▶ [ASSIGNMENT]
All of the records should come back exactly as written.

Spatial localization data
BEGIN

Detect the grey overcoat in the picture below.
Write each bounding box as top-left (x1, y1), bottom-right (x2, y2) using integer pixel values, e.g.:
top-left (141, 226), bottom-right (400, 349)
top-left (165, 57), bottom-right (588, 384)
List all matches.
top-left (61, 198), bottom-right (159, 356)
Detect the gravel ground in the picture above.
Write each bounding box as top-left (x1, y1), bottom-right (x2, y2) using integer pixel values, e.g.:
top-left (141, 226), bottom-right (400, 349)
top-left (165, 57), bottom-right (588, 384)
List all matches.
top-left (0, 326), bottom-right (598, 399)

END

▶ [TASK RESULT]
Detect the grey overcoat in the picture below.
Write each bounding box as top-left (x1, y1), bottom-right (x2, y2) using integer pixel values, e.g.:
top-left (141, 226), bottom-right (400, 349)
top-left (165, 57), bottom-right (588, 384)
List all matches.
top-left (61, 198), bottom-right (159, 356)
Detect the gravel ground in the picture above.
Write each bounding box as top-left (x1, y1), bottom-right (x2, y2) using integer pixel values, e.g.:
top-left (141, 226), bottom-right (400, 349)
top-left (165, 57), bottom-right (588, 384)
List all matches.
top-left (0, 326), bottom-right (598, 399)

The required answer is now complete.